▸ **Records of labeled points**
════════════════════

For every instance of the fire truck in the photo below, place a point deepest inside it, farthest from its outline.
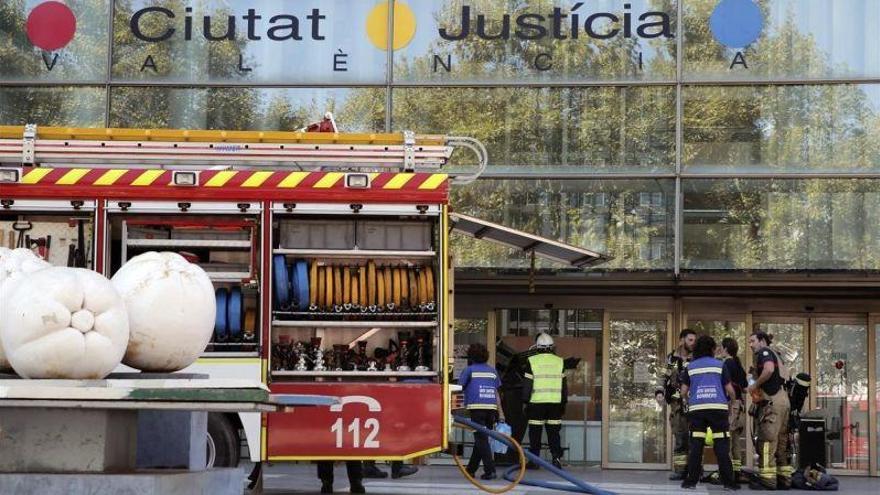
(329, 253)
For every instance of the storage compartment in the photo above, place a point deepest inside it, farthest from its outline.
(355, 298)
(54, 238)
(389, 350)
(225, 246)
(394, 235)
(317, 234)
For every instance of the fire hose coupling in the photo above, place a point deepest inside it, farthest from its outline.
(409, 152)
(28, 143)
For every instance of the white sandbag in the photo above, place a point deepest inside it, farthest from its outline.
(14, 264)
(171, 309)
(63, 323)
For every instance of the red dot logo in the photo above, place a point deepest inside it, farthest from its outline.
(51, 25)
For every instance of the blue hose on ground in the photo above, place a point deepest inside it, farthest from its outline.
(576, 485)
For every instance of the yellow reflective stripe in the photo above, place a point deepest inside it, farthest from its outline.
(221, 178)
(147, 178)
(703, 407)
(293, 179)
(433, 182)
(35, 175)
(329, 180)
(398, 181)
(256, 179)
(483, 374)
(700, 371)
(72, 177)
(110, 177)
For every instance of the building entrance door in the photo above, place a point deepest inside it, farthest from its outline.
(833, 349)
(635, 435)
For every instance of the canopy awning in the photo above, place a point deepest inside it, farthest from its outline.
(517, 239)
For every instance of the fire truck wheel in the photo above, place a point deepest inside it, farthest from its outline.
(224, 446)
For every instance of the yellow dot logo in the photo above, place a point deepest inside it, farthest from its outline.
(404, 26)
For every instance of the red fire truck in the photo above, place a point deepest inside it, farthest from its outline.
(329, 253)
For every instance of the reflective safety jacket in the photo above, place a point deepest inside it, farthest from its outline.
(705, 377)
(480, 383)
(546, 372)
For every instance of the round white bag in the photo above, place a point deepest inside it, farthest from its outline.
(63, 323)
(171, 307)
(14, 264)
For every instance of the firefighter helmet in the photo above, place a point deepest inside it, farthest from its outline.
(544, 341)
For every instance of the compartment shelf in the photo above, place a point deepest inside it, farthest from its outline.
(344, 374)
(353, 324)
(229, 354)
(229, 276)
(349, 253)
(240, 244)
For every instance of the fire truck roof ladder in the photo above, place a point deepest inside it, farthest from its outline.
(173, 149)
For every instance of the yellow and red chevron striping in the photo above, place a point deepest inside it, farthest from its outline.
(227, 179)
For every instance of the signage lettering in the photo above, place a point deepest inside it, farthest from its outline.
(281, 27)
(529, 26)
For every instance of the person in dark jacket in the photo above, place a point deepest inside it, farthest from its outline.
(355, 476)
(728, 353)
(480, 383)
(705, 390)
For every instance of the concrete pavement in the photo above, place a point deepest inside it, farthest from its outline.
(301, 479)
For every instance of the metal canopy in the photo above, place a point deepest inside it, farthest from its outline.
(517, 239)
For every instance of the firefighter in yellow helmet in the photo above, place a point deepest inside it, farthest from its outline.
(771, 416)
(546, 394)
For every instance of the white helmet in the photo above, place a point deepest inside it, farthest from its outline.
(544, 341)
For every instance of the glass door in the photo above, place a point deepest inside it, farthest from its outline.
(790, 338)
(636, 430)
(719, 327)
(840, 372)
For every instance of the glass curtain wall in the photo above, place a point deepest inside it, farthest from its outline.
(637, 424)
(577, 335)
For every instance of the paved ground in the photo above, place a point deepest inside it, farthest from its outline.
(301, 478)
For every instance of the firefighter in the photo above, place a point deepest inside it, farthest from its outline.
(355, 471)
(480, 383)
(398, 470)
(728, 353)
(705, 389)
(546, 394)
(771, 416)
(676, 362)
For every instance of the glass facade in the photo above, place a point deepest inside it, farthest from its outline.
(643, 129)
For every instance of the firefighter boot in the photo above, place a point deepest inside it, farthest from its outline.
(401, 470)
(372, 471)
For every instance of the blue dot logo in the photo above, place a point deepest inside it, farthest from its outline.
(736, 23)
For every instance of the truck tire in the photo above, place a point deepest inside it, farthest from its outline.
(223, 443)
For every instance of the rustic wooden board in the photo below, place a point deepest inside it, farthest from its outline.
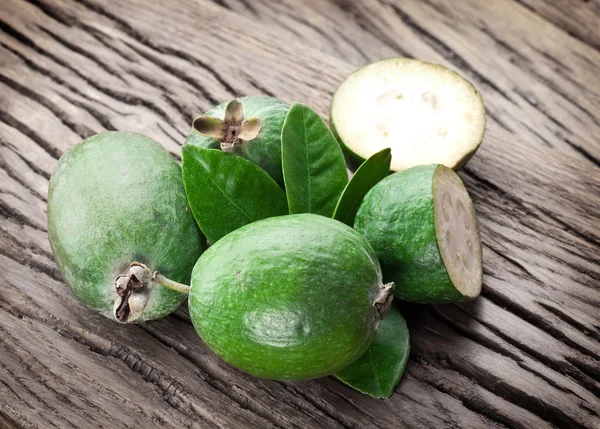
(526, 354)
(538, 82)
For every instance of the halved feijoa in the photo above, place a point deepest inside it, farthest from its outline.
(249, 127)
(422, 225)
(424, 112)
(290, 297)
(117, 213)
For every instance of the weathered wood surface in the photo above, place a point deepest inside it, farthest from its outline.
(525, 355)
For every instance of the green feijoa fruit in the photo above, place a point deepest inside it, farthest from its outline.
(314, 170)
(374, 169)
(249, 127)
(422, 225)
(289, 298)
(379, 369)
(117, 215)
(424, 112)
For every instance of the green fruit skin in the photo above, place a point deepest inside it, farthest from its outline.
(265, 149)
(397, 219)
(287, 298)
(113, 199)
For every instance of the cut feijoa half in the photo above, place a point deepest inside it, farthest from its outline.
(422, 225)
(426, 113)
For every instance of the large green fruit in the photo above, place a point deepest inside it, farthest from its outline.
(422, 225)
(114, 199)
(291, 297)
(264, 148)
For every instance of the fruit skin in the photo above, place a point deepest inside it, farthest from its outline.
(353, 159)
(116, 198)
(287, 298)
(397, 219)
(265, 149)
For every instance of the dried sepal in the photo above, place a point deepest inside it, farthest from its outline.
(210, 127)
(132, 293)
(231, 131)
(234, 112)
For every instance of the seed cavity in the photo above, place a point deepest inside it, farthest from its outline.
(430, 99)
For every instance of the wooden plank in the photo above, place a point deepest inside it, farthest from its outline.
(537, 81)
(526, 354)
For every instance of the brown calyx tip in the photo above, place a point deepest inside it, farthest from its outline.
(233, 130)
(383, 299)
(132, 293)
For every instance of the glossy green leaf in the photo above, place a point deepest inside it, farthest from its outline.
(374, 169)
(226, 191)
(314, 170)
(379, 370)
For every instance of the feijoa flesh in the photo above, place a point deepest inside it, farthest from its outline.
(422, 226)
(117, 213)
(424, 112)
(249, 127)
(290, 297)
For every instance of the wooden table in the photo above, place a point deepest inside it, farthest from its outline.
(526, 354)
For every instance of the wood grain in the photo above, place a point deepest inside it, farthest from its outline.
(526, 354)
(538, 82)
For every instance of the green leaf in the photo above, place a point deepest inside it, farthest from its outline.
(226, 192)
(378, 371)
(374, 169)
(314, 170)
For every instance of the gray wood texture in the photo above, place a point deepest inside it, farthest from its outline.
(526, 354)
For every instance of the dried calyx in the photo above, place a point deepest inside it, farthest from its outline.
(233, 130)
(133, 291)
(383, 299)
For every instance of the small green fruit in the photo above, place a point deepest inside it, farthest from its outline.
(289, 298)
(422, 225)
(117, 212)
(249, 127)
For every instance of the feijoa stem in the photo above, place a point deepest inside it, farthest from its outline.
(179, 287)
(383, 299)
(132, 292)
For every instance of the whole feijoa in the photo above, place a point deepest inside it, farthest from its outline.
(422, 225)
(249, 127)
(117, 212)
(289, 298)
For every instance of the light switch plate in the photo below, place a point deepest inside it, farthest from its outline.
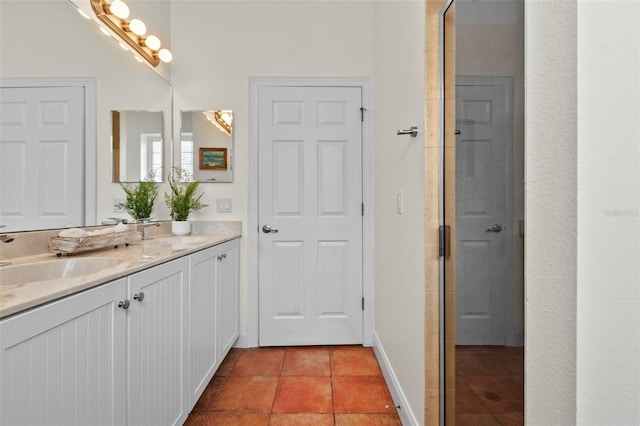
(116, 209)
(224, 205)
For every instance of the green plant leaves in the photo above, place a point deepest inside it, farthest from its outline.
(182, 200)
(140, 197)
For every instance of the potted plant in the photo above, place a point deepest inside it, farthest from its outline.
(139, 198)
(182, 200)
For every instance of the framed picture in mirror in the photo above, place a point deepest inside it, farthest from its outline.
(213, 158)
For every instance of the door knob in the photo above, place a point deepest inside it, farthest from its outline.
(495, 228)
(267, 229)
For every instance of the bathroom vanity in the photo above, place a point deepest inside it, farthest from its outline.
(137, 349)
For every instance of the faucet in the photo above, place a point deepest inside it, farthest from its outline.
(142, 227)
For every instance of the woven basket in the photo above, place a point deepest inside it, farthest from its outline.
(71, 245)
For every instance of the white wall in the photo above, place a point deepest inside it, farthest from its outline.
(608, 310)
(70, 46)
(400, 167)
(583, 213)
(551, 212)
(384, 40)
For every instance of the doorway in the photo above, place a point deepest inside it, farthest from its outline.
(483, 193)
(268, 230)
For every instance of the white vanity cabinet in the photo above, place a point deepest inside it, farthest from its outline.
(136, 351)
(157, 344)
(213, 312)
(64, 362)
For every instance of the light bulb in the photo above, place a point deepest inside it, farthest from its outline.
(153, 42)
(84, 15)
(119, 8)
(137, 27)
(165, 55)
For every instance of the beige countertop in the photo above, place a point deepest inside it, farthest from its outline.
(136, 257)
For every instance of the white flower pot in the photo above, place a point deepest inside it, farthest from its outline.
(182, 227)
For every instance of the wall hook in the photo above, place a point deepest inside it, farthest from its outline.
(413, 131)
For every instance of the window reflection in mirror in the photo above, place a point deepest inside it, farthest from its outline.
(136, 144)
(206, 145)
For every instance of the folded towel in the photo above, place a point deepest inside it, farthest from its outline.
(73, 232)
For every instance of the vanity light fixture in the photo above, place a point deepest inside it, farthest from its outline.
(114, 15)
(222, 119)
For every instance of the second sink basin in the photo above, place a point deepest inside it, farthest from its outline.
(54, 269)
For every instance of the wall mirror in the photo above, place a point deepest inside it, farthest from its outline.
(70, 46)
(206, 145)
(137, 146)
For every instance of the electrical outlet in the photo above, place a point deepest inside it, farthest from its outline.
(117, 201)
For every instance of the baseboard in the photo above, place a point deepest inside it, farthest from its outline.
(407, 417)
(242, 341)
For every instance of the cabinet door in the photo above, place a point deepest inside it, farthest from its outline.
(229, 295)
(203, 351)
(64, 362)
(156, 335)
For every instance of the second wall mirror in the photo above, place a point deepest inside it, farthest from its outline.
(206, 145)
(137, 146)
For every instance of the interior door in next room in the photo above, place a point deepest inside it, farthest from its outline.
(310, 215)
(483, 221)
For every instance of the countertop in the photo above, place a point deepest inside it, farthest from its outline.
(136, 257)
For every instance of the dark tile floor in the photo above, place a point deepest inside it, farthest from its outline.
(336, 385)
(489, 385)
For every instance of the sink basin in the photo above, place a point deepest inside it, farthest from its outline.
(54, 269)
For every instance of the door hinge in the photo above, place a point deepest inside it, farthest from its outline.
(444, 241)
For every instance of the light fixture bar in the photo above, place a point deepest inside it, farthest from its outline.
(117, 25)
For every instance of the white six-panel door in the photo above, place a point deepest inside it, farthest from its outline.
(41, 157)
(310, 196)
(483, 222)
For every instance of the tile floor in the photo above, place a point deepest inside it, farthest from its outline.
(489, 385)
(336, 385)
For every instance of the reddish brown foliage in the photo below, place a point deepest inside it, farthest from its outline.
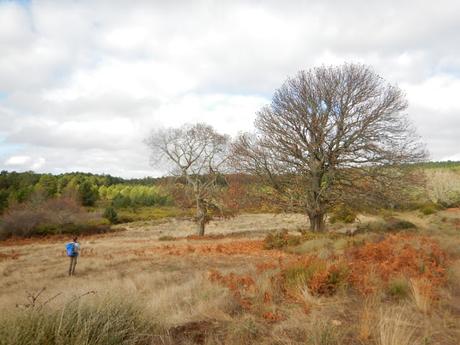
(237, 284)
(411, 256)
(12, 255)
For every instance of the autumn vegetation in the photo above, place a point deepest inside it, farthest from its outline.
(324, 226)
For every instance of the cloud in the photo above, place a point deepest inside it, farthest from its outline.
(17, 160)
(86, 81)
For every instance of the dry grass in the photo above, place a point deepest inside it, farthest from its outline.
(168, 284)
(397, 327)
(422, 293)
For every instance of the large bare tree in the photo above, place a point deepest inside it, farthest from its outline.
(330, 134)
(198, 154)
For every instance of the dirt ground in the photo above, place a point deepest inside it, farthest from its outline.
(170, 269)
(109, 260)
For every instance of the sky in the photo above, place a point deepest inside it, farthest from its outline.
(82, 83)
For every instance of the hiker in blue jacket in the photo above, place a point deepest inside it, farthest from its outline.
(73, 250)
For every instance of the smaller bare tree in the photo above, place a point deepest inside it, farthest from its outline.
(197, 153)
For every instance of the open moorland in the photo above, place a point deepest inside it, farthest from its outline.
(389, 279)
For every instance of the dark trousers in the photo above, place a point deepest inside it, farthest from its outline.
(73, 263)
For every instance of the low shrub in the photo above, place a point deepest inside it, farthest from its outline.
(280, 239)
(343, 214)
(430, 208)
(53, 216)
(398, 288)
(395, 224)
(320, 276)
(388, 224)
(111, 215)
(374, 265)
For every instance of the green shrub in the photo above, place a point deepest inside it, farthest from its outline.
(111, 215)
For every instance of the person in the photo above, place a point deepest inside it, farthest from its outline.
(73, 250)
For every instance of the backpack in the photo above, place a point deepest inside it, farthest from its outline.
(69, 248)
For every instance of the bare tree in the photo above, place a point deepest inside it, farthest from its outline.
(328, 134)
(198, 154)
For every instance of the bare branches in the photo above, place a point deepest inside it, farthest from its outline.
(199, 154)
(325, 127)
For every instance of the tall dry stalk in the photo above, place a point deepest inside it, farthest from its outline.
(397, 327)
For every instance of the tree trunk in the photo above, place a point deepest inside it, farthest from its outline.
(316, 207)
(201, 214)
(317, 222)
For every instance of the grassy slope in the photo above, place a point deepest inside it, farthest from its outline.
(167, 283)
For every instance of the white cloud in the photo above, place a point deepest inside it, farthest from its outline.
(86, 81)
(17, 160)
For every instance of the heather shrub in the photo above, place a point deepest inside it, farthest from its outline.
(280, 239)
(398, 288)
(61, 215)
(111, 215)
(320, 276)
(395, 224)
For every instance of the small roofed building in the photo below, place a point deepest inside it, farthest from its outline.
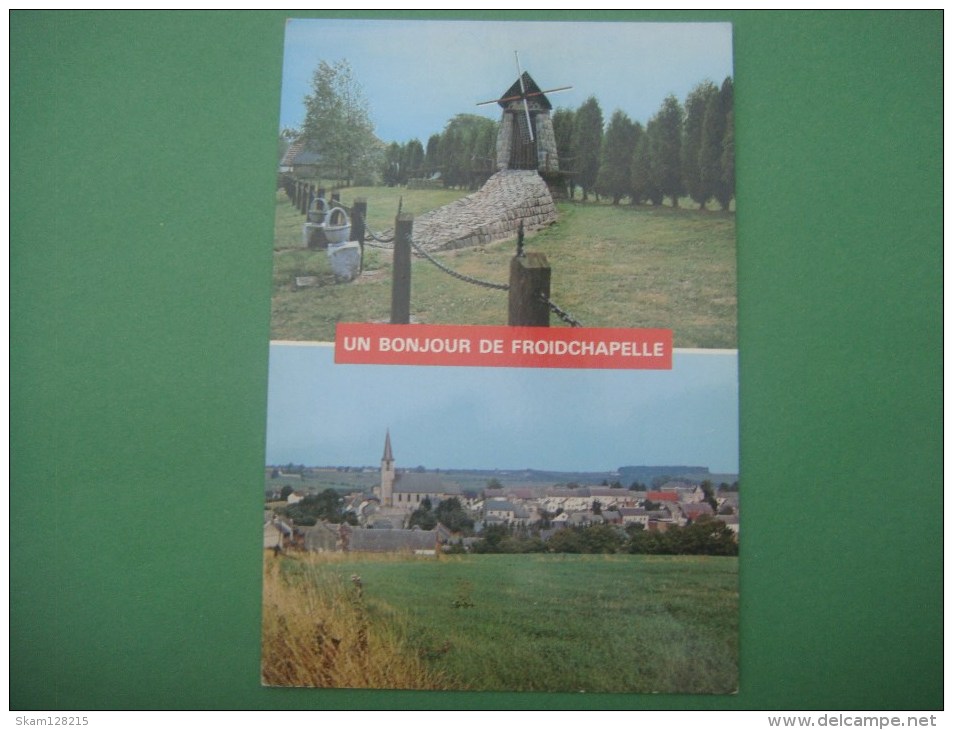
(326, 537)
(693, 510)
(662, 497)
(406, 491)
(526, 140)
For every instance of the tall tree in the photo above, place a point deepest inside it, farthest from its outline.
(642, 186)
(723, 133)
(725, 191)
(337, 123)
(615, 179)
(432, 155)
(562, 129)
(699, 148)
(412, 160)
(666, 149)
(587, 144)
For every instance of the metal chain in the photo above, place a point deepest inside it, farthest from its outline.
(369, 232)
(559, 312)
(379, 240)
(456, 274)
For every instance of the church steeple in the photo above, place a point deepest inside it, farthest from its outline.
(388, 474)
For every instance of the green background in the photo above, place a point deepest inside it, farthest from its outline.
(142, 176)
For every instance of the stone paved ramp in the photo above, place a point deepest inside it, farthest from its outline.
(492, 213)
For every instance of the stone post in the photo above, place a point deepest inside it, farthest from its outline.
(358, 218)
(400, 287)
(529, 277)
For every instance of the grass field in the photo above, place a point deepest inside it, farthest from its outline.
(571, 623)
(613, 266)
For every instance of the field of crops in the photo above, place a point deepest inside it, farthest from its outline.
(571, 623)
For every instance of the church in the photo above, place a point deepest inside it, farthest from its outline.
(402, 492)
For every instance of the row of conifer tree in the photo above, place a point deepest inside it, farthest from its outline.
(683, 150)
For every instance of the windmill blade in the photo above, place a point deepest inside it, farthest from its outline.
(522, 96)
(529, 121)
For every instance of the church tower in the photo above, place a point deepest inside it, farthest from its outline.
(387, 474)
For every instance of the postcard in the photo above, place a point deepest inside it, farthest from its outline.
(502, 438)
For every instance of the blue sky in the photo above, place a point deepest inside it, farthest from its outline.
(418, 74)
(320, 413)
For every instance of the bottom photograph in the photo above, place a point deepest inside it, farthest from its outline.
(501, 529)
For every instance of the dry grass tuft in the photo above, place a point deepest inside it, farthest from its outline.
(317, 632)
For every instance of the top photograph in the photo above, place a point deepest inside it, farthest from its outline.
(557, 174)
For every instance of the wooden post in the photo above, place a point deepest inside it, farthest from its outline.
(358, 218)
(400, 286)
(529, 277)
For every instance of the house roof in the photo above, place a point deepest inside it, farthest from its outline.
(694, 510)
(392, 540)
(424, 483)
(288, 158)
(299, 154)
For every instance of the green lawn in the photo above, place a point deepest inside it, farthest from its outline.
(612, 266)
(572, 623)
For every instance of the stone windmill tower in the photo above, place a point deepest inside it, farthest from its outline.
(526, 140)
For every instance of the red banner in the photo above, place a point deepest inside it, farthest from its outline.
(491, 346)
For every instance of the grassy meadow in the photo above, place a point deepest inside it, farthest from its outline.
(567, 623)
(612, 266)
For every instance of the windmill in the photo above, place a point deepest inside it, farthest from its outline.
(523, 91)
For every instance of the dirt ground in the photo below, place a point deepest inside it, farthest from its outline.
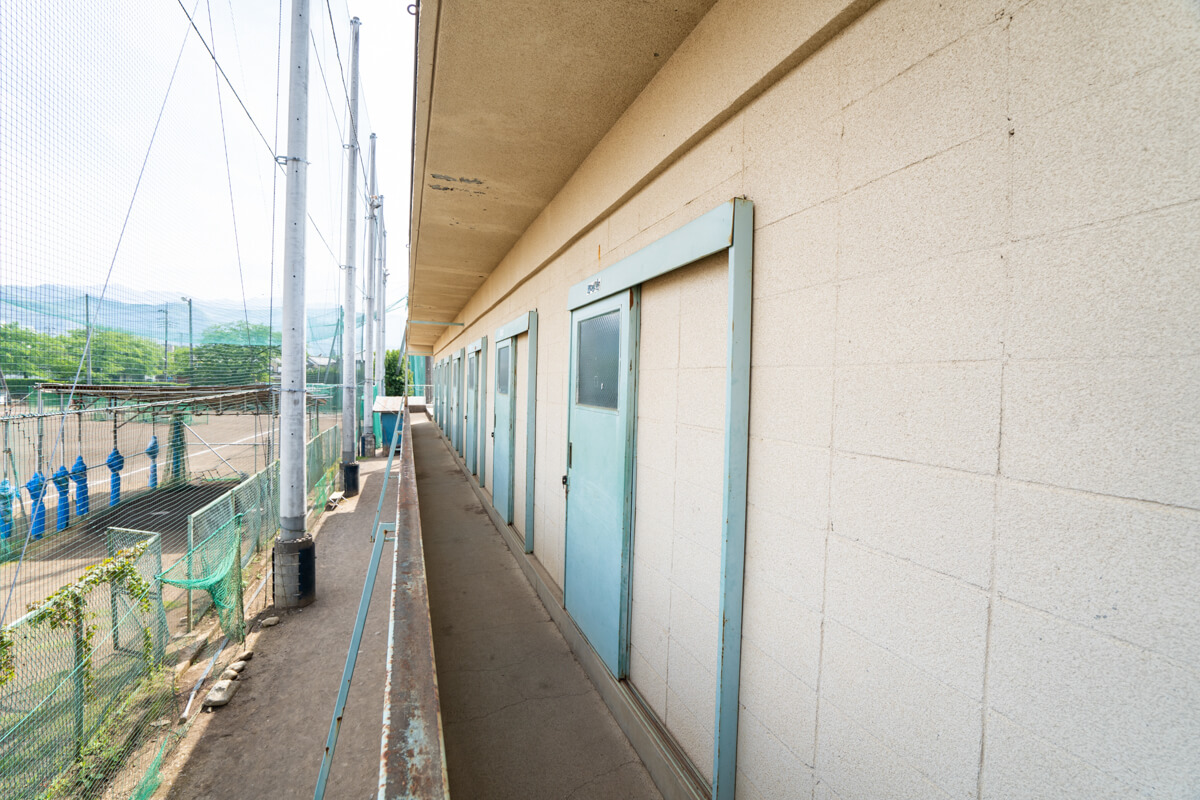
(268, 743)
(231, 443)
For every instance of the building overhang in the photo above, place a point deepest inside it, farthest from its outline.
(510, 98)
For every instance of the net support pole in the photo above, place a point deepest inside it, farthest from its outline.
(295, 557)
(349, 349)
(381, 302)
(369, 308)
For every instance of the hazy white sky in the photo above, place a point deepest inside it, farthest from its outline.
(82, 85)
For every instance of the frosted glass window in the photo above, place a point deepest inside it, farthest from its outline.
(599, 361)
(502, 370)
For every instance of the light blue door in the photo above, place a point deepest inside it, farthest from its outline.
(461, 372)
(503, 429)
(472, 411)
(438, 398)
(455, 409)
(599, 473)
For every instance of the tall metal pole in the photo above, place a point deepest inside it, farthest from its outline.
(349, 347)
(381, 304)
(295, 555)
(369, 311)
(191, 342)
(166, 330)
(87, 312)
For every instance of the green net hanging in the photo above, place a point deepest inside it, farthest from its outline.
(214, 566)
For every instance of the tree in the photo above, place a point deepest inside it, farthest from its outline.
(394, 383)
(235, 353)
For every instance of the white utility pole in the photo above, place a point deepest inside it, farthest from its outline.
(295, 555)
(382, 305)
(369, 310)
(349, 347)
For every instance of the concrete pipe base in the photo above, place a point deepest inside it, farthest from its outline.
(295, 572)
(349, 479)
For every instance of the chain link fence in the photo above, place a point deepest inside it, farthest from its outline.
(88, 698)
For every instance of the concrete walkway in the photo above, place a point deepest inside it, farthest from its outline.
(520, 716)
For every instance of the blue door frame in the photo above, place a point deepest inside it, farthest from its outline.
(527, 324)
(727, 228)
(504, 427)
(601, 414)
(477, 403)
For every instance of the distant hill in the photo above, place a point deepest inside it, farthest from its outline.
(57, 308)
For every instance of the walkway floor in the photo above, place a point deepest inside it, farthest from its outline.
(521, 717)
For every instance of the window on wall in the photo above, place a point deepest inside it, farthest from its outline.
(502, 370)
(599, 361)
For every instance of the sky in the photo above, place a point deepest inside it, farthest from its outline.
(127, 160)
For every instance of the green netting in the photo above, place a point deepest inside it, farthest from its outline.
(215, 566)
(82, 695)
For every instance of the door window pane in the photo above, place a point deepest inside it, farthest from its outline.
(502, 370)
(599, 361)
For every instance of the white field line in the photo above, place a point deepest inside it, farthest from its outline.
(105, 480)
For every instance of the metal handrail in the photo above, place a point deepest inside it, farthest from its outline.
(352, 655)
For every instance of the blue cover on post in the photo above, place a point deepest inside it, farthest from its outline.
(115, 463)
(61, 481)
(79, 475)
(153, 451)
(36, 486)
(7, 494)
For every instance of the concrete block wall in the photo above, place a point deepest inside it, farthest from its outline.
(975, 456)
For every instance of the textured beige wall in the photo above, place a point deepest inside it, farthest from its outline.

════════════════════

▸ **Task description**
Quote exactly and only the lines from the one holding "For every instance of the metal handrail" through the end of the data.

▸ **Solution to the problem**
For every instance of the metal handrail in the photo above, place a point deepest inside it, farthest from its outline.
(352, 655)
For every instance of the blue cover on post in the photo above, place a point deepest inside it, farthest from its outline.
(115, 463)
(61, 481)
(79, 475)
(153, 451)
(36, 486)
(7, 494)
For every instance of the concrete block wall in the photo above, place a point deepest inside it, farthest from its outline.
(975, 456)
For every instance of the textured beige wall in the photo above, place a point deepest inside it, farthest from its outline.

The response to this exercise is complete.